» **WRITTEN INSTRUCTION A**
Translate this sentence from the podcast transcript into Spanish: "We also find that there are not any Walmarts, and not any strip malls."

How Men Partake of the Divine Nature (ST. BENEDICT PODCAST)

"Let's mentally transport ourselves back to Medieval Europe. We embark upon a great journey, and we see many kings, and princesses, and castles, and villages, and towns, and the most amazing countryside that you have ever seen . . ."

Fr. Joseph takes us on a tour of a medieval blacksmith's shop, explaining the New Testament doctrine of theosis, considering the words of St. Peter the apostle, and his promise that we can become partakers of the divine nature . . .

Welcome to the St. Benedict Podcast! Your host is Fr. Joseph Gleason, an Orthodox priest who served for years in the American midwest, and then moved to Russia with his wife and eight children.

In this episode, we take an introductory look at the traditional Christian teaching of Theosis. What is it? In the New Testament, St. Peter the apostle says that men and women can become partakers of the divine nature. How is this possible? What does it mean? Listen to the podcast in the following link, or read the full transcript below.

St. Benedict Podcast — episode 1:


Just for a moment, let's open up our imaginations and think back in time. Let's mentally transport ourselves back to Medieval Europe. We embark upon a great journey, and we see many kings, and princesses, and castles, and villages, and towns, and the most amazing countryside that you have ever seen.

And not only in the little towns, but also in the big cities we're amazed, because the sanitation is not what you would expect; it's not what we have today in modern times. We see horses and cattle and chickens just going right through the streets, and down the sidewalks, and the alleys, and the smells that we encounter are not always pleasant.

We also find that there are not any Walmarts, and not any strip malls. We have to go to the butcher shop to get a slab of steak. If we need somebody to work on our shoes, we go down to the cobbler, and the baker has some fresh bread, and maybe even some doughnuts cooked up that we can pick up and take home with us.

And then, after our long journeys we realize that the time has come for our vehicle to have some maintenance. Of course, there are no cars, so we do not need to go in for a lube, oil change, and filter. Our vehicle is our horse, and the maintenance he needs is new horseshoes. 

So we go in to the blacksmith. Now, it's late in the winter, and has not quite turned to spring, so there's still a chill in the air, and we shiver just a little bit. But then we go into the blacksmith shop and the chill goes away, for he is hard at work. He doesn't even have long sleeves on, there's actually sweat pouring down his forehead, and we ourselves begin to feel uncomfortably warm because the furnace is blazing so hot. We see him working hard at the billows, blowing and blowing on that fire, and the coals and the heat just come out of there unbelievably. We see the light of the fire, glowing with an intense and amazing heat.

Then he goes over to the side of his shop, and we see these long, dark, hard pieces of iron. He picks one of them up — and it is so dark, so black, so hard, so cold — but picks up one of them and he actually puts it directly into the furnace. He turns it over a little bit, and pushes it in, and pulls it out, and when he feels like it has been in there just the right amount of time, from his experience he knows that the time has come to pull it out. So he pulls it out, and in amazement you look at what was once cold, and hard, and dark, and just sitting off in the corner by itself. Now it actually glows with this intense, fervent heat, and the light is pouring off of it, just as the light pours off the fire in the furnace itself. And now that the metal has been heated up, now that it has been softened, now that it is no longer hard and cold, he is able to put this iron on the anvil, and the blacksmith lifts this hammer with his mighty arm, and he brings it down, and you see the sparks fly. He takes this cold, hard, almost worthless piece of iron, and he turns it into a masterpiece through his skill.

» **DATASET ROWS**
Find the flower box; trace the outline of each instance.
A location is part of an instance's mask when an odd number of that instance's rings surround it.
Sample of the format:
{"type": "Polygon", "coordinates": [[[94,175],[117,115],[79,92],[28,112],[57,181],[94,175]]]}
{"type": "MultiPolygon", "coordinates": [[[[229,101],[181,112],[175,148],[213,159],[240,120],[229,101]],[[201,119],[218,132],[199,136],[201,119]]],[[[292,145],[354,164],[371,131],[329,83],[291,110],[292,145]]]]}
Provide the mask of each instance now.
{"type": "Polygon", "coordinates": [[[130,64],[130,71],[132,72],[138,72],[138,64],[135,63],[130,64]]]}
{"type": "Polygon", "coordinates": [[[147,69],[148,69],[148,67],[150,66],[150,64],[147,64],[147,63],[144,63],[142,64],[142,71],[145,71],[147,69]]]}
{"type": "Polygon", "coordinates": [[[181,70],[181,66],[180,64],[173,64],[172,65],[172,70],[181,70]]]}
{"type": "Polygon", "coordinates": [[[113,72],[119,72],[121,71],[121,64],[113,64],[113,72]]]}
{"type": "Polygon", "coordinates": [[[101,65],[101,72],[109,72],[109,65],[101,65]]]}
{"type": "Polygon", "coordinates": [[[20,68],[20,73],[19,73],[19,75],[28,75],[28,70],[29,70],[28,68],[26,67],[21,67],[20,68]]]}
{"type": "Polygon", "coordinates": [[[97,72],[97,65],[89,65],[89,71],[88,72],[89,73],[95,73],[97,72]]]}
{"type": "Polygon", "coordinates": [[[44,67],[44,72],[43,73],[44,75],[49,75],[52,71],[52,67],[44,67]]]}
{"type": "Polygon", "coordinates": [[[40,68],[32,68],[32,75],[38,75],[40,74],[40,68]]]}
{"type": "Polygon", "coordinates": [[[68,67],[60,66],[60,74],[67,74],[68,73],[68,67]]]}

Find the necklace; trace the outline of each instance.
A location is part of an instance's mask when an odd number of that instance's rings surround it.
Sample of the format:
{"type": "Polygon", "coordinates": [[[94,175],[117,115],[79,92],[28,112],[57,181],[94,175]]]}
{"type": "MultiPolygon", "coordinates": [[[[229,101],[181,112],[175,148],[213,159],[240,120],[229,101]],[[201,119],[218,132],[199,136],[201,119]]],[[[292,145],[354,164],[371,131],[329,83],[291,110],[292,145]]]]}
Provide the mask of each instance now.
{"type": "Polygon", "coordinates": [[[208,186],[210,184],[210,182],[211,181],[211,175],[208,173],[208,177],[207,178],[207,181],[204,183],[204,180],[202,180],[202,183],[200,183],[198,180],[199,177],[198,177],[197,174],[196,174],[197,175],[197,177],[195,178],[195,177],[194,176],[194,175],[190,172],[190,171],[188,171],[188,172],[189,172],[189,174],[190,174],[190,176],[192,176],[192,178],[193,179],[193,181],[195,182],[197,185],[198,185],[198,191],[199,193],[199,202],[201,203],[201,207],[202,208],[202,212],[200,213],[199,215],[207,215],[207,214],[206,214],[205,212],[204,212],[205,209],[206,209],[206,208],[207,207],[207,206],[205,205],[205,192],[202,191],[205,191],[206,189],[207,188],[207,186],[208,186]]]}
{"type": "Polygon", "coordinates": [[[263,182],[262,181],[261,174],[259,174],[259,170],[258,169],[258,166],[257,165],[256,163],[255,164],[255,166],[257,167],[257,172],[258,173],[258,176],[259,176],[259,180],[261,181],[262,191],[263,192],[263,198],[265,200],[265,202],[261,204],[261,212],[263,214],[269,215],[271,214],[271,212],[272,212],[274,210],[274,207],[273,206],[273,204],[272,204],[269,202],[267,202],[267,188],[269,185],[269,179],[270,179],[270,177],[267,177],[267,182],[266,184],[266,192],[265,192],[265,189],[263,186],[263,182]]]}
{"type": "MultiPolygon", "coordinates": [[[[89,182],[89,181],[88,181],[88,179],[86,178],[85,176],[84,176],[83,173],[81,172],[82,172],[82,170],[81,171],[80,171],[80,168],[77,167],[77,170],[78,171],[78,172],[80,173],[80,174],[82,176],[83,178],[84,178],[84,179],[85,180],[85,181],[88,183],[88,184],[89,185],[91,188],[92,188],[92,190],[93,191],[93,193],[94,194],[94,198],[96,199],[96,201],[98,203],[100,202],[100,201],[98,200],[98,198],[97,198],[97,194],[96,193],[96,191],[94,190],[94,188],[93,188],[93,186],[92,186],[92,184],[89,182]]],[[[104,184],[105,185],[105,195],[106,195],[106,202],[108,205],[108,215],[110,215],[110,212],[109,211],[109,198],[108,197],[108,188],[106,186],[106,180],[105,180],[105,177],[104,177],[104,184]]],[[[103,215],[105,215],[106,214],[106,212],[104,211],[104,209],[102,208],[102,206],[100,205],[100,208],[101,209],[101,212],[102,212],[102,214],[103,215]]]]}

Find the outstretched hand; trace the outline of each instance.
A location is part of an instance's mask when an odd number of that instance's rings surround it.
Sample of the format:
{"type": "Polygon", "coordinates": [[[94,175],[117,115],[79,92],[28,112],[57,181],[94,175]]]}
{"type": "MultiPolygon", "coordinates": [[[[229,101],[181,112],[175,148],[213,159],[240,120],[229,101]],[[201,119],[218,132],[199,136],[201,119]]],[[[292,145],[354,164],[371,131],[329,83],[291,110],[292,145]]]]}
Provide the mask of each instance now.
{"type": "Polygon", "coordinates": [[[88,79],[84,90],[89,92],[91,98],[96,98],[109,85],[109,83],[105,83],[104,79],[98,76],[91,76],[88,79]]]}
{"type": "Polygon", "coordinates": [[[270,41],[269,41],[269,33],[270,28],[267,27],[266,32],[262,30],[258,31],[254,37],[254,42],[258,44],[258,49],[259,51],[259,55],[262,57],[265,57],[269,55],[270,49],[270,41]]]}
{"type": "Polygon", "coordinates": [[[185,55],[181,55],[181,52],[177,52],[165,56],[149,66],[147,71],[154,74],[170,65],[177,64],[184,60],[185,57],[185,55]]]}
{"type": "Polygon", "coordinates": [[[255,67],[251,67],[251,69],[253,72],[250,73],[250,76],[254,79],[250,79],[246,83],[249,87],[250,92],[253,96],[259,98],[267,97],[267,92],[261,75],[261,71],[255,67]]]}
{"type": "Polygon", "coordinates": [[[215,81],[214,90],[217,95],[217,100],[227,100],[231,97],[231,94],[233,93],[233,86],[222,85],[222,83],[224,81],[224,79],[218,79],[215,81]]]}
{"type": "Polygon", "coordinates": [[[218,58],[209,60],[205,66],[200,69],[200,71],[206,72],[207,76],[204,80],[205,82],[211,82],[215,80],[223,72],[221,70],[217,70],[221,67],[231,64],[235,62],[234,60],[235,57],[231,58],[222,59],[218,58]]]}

---

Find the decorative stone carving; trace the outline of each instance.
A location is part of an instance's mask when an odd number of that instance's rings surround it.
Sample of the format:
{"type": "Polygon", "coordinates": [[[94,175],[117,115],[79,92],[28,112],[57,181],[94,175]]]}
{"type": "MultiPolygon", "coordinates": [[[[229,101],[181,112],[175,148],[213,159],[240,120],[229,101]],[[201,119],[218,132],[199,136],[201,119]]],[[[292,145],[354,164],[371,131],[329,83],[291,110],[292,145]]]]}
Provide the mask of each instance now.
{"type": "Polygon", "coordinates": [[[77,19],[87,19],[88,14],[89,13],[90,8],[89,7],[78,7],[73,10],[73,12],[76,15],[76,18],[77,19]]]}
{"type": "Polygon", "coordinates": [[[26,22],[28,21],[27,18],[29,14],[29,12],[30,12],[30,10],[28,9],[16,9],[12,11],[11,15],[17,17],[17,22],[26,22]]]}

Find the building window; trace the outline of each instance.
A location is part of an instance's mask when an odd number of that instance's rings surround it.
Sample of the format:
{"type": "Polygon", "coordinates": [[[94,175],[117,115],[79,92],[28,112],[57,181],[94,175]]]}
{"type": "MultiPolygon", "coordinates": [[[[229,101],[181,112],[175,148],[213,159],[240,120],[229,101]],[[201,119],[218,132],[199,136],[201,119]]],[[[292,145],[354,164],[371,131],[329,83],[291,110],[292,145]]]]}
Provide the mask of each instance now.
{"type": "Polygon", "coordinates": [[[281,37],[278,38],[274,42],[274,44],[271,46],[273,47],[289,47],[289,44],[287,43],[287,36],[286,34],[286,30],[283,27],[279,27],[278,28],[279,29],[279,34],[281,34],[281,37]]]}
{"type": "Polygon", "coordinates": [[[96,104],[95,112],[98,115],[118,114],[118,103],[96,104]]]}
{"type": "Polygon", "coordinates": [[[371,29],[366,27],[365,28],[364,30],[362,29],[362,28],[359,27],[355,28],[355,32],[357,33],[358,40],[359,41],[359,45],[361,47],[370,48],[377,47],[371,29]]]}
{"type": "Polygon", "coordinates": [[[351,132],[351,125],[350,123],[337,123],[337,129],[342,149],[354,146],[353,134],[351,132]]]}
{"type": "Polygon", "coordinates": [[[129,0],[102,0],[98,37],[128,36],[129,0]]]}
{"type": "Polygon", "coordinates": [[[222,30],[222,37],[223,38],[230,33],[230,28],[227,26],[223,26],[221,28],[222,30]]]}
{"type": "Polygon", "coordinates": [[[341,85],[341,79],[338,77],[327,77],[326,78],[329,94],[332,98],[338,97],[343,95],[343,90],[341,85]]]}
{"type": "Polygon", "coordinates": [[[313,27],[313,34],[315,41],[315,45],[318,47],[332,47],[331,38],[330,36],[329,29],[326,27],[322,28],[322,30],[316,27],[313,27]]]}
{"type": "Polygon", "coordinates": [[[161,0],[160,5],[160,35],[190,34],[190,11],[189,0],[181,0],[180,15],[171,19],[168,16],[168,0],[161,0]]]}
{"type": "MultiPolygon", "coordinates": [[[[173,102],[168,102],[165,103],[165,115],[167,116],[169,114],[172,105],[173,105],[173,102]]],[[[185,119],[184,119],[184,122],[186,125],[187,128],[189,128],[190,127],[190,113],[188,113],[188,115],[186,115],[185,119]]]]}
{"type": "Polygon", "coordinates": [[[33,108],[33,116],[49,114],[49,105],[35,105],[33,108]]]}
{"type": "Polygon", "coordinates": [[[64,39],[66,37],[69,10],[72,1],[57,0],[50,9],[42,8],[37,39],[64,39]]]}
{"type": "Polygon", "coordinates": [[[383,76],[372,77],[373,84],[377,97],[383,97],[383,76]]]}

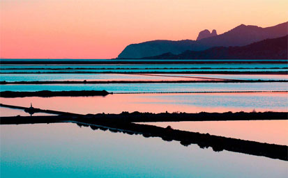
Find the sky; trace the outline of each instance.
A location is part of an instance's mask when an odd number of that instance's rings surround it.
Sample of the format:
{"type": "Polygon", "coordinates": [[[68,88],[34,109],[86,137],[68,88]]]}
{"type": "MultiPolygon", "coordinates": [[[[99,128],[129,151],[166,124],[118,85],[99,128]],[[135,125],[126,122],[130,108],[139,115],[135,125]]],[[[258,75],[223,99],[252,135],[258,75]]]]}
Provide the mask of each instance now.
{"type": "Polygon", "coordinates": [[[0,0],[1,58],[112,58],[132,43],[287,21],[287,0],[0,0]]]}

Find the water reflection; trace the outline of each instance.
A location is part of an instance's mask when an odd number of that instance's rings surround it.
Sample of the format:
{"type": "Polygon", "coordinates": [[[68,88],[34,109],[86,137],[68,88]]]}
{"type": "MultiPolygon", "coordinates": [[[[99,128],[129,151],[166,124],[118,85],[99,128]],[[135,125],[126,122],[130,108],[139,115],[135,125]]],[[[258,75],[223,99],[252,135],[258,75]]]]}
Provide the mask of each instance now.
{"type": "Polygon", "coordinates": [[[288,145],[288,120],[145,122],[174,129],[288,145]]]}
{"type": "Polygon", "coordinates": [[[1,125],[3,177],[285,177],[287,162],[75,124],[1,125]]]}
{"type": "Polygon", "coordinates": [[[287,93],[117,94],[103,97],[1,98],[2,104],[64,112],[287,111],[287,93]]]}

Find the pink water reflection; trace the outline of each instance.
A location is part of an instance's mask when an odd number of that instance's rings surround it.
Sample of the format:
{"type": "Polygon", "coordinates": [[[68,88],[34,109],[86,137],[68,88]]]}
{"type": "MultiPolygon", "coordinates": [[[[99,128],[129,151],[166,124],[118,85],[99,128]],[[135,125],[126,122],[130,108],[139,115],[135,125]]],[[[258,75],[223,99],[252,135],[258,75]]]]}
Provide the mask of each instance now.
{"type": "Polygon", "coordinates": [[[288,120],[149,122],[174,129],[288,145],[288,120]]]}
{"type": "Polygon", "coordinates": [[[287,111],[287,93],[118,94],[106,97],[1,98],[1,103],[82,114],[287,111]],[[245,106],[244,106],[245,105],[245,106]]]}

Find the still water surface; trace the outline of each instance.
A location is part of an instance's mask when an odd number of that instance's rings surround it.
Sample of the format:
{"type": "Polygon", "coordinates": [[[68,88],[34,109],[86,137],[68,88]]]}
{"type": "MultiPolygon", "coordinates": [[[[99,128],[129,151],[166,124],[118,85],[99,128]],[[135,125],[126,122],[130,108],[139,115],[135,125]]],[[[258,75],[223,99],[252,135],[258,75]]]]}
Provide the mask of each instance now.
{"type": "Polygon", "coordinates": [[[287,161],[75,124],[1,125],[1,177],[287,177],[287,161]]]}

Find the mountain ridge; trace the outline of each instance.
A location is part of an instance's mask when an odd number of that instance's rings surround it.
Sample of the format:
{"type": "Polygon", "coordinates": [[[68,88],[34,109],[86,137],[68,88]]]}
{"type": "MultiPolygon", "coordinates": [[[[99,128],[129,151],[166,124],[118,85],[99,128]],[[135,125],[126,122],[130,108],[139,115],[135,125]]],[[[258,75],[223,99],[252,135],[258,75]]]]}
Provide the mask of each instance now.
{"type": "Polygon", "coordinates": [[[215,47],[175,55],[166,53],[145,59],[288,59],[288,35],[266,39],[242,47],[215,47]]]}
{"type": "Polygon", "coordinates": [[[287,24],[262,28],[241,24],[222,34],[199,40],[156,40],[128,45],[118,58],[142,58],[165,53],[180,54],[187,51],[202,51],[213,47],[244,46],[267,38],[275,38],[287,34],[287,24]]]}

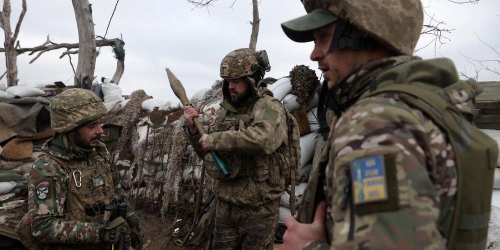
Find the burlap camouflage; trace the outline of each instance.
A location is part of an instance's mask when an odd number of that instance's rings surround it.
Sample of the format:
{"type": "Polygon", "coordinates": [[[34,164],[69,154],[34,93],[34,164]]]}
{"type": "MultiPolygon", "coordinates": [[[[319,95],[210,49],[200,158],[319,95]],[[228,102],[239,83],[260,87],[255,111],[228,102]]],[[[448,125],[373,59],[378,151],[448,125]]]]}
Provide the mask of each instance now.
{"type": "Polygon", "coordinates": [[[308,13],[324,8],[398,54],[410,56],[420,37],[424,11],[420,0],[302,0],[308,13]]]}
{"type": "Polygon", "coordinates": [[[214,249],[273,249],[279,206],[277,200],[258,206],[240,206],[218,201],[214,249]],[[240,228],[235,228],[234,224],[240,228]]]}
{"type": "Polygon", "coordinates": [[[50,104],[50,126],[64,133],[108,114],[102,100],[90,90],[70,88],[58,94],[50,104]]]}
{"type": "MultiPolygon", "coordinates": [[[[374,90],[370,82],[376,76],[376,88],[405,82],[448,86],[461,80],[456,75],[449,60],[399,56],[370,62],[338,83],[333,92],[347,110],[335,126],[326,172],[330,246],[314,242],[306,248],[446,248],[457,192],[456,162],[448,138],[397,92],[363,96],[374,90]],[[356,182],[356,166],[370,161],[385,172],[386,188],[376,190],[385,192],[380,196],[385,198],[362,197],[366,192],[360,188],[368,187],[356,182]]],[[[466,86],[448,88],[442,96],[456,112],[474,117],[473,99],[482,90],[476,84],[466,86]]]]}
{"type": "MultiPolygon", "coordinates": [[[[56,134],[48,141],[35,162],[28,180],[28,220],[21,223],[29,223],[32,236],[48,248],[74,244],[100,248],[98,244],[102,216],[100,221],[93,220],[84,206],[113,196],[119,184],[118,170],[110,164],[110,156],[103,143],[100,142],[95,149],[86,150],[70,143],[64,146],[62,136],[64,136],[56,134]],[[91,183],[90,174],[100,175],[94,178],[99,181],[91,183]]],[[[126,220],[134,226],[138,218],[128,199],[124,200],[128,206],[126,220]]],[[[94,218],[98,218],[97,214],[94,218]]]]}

» **WRITTEN INSTRUCTION B**
Locate each line in the records that contains the word "reflection", and copy those lines.

» **COMPLETE RESPONSE A**
También descubrimos que no hay ningún Walmart ni ningún centro comercial.

» **COMPLETE RESPONSE B**
Find the water reflection; trace the outline of each instance.
Find the pink water reflection; trace the outline of each instance.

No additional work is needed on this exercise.